> **課題**:
魚の病気の治療に関する文章を、最後の文の後から書き継ぎなさい。

> **提示文**:
::::

ここでは、魚病薬を使用する考え方や、薬なしの治療方法をご紹介します。
薬浴の前にできること
「魚が病気になったら薬で治療する」という考えが一般的ではありますが、薬はメリットばかりではなくデメリットも存在します。
たとえば薬を投与し続けると魚の体力を奪うことにつながりますし、耐性菌という薬が効かない菌を作ってしまう可能性もあるのです。
最終的に病気を治すことができるかどうかは、魚自身の自己治癒能力によって左右されます。
目に見えて症状がひどいときや寄生虫に感染した場合は薬を使うこともやむを得ませんが、軽い感染症の場合は魚のコンディションを高めてやれば、自然に治癒することも珍しくありません。
例えばエラの大きなドジョウやナマズ類は薬を過剰に吸収してしまいやすく、ショックで弱りやすいです。
こうした魚種には1/3~1/2程度の薄い濃度で薬浴を行うことが多いですが、薬のメーカーが推奨する治療法ではありません。
そこで今回は薬浴前に是非試していただきたい、魚の自己治癒能力を高める方法についてご紹介をしていきます。
治療の基本1:絶食
魚の病気を治療するためにあえて絶食させることは基本です。
まずは絶食させる期間や理由について解説をしていきます。
1週間を限度に餌を与えないようにする
薬を使う・使わないに関わらず、魚にあえて餌を与えず絶食させるのは魚病治療の基本です。
それまで普通に餌を食べていた魚であれば5日~1週間の絶食は何の問題もないので、安心してください。
やり方としてはまず3日~1週間を限度に絶食させ、その後は状況に応じて薬浴させたり、回復が見込める場合はそのまま様子を見守るなどの処置を行ないます。
絶食後はいきなり普段の量の餌を与えることはせず、1粒から給餌をスタートし、体調にあわせて餌の量を増減させましょう。

::::

> **提供データ**:
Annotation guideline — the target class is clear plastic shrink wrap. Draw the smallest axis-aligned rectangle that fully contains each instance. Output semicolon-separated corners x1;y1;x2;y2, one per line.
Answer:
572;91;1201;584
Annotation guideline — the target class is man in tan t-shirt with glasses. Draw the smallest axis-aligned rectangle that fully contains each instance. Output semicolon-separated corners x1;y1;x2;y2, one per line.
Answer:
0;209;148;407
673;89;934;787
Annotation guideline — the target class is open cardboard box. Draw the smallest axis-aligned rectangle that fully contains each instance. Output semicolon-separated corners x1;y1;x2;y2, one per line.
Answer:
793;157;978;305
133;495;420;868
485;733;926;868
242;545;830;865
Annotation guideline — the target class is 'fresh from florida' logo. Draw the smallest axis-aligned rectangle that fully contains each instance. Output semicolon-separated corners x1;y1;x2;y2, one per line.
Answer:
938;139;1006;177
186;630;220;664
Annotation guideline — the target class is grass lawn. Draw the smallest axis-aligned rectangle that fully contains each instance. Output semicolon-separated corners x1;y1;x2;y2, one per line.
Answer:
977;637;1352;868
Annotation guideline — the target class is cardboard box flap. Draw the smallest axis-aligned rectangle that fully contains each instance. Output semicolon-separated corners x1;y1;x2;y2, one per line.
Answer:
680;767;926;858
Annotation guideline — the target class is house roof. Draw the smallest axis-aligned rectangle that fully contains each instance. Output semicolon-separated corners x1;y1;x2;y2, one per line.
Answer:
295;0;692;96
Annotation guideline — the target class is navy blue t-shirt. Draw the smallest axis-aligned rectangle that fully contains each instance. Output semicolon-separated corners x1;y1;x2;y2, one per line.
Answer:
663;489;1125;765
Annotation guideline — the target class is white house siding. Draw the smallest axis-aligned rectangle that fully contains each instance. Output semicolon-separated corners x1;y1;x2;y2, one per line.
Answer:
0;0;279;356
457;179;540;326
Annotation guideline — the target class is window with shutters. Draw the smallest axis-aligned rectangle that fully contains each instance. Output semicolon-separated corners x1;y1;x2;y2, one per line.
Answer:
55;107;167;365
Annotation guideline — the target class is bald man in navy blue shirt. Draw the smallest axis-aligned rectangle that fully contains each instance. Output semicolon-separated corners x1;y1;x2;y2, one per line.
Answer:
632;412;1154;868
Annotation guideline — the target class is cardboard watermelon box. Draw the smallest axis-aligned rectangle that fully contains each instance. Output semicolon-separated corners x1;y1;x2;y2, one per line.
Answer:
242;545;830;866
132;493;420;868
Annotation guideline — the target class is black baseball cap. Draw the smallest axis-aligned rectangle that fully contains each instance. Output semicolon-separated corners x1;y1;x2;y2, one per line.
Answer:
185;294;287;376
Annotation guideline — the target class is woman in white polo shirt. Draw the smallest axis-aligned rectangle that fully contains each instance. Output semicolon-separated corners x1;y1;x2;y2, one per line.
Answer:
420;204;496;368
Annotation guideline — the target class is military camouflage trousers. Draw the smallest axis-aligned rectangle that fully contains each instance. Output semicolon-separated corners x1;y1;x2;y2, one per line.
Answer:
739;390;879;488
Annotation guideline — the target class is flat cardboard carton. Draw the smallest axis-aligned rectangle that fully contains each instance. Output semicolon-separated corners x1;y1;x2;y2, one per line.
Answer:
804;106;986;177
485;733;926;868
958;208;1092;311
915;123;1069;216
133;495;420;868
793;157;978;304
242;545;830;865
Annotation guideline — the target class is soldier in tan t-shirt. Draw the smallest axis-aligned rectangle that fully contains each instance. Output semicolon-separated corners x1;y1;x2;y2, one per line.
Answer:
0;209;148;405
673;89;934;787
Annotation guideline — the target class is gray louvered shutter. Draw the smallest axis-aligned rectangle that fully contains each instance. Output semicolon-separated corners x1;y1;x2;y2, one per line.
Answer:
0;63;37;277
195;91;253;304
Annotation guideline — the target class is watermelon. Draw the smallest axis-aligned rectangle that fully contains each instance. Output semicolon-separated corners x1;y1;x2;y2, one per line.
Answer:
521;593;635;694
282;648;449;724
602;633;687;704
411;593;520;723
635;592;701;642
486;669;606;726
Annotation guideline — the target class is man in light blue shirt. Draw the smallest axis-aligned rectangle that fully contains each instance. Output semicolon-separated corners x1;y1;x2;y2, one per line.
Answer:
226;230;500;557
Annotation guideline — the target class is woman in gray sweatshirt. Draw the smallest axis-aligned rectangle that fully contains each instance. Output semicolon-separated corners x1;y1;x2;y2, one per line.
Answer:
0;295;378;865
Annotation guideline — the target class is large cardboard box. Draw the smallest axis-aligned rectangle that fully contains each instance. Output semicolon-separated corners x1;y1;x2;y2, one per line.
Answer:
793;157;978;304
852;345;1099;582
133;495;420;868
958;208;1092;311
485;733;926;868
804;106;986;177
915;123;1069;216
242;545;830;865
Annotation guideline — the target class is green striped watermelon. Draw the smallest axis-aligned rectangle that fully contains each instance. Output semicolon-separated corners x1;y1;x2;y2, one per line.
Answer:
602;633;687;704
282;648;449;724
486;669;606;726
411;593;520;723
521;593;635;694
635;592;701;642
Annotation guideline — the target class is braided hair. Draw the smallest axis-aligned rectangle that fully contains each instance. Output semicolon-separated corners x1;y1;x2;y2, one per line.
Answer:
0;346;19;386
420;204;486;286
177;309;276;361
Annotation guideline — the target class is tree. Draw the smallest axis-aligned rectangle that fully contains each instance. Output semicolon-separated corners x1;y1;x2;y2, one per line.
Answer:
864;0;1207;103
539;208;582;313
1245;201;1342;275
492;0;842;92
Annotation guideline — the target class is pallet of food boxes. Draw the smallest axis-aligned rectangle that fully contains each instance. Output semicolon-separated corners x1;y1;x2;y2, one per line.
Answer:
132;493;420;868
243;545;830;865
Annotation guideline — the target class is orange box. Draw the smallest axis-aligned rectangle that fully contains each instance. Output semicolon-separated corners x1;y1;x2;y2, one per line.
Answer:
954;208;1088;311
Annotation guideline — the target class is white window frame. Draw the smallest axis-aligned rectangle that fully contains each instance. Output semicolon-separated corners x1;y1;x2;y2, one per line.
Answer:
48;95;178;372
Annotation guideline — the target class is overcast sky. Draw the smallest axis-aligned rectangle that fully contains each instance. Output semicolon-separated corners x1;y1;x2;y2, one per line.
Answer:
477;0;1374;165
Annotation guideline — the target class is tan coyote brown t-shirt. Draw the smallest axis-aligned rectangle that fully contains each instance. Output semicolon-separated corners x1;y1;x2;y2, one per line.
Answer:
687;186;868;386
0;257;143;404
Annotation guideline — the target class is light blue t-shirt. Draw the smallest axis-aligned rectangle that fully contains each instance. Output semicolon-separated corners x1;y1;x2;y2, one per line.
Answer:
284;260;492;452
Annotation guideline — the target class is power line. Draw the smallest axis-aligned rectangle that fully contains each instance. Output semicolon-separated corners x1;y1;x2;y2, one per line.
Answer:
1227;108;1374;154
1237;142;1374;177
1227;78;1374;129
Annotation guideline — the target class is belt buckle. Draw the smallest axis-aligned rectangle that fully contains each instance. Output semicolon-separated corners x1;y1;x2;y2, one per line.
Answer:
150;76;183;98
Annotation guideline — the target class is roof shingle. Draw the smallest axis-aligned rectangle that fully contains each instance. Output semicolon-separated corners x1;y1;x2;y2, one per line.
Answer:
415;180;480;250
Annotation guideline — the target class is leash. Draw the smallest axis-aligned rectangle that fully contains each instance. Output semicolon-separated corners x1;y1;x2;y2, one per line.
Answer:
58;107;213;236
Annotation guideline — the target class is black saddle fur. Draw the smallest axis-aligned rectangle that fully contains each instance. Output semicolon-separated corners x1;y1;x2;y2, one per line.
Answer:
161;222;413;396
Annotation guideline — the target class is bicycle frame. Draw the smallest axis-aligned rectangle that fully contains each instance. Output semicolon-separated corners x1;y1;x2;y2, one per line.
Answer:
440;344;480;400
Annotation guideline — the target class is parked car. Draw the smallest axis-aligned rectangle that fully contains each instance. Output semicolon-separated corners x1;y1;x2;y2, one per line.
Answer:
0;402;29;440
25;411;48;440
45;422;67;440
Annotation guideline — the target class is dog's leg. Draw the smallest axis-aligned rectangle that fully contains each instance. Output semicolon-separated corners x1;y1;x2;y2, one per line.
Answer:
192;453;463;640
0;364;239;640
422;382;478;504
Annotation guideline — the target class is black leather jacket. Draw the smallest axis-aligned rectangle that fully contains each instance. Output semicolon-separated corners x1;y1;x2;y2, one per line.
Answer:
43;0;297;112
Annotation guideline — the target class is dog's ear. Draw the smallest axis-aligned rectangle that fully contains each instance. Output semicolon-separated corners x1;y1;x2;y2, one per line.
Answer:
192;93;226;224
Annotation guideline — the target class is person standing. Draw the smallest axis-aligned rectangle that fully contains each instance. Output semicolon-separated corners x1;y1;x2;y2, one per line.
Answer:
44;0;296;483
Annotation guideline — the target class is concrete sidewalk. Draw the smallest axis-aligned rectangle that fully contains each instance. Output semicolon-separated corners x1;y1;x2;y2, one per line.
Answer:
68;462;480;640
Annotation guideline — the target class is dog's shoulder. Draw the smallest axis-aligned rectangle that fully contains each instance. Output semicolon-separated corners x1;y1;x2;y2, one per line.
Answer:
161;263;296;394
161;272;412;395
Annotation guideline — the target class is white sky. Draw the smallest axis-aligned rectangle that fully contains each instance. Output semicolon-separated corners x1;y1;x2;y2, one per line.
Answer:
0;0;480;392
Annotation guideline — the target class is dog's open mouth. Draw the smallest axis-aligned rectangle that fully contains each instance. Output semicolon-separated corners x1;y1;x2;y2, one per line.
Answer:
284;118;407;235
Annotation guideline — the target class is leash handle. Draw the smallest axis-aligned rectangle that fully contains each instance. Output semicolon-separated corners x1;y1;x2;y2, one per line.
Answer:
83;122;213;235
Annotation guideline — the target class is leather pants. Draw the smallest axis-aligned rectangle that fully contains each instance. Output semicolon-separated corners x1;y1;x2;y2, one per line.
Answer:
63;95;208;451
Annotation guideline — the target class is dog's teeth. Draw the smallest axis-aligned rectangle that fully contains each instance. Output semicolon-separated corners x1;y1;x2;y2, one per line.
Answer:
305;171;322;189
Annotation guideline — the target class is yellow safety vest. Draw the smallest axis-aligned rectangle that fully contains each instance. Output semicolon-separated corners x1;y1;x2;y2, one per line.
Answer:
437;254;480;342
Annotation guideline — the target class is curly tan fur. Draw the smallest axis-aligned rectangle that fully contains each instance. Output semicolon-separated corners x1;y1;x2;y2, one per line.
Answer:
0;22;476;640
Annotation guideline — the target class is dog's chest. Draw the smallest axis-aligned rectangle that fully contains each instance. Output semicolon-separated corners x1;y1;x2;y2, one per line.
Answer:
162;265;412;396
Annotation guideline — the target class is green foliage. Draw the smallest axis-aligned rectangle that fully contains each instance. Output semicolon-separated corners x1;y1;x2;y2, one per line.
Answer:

::::

> **解答欄**:
餌の消化=体力を消耗する
そもそもなぜ治療前に絶食させるのかと言うと、餌を消化するという行為は体力を消耗するからです。
病気のお魚は体力がない状態なので、餌の消化にエネルギーを使うと消化不良を起こしたり、病気を悪化させるなど追い打ちをかけてしまうことがあります。
いかに魚の体力を温存させるかが、治療における最大のポイントとなるのです。
治療の基本2:水換え
絶食の次に大切なのが、こまめな水換えです。
水換えは飼育水の有害物質を取り除くための行為と思われがちですが、実は病気を回復させる重要な役割も担っています。
刺激を与えて回復を促す
代謝が促進されると回復力が向上するため、自然治癒する可能性が高くなってくるのです。
どんな病気も薬を使うにしろ使わないにしろ、最終的には魚の自己治癒能力で回復します。
水換えは病気治療のかなめとも言える自己治癒能力を高める、とても重要な役割を果たしているということです。
調子を崩したお魚のいる水槽は、いつもより頻度を増やして水換えをしましょう。
強い水流は体力を奪ってしまうので、水を注ぐときは優しく入れるのがポイントです。
菌や寄生虫を排出する
水換えをこまめに行えば当然、水を清潔に保つことができます。
これはつまり、病気で抵抗力が落ちてしまっても新たな感染を防げるということです。
また、水換えには寄生虫や菌を排出する役割もあります。
症状の軽い初期の感染症であれば、適切な水換えだけで症状が改善することも多いです。
治療の基本3:水温を上げる
水温を上昇させることも、病気の治療に対して有効に働く場合があります。
その理由や具体的な方法について解説します。
魚の活性を上げる
魚は変温動物なので、適度に水温を上昇させると活性が上がります。
水温の目安は魚種にもよりますが、28~30℃が適温です。
普通の感染症なら26℃程度でも問題ありませんが、大切なのは水温を安定させること。
急に水温を上げたりせず、徐々に慣れさせて一定の水温に保つことが肝心です。
ただし、注意が必要なのがエロモナス系の病気の場合。
エロモナス菌の中でも運動性エロモナス菌は高水温に強く、25~30℃の水温で繁殖しやすいです。
もともとそのくらいの水温で管理している魚にエロモナス系の症状が出た場合は運動性エロモナス菌が関与している可能性が高いので、その場合は水温を少し低めにしてやりましょう。
低温が平気な魚種(金魚など)であれば18~23℃を限度に水温を低く固定した方が良いことがあります。
見極めが難しいですが、状態を見てケースバイケースで対処してください。
昇温で寄生虫を弱らせる
水温の上昇によって魚の活性が上がれば消化不良を防げますし、白点虫のような高温に弱い寄生虫も弱らせることができます。
薬なしで駆除することはほぼ不可能なので、薬浴を行いましょう。
寄生虫駆除薬(トロピカルゴールドなど)は28℃以上で毒性が増しますので、水温を上げた場合は使用禁止です。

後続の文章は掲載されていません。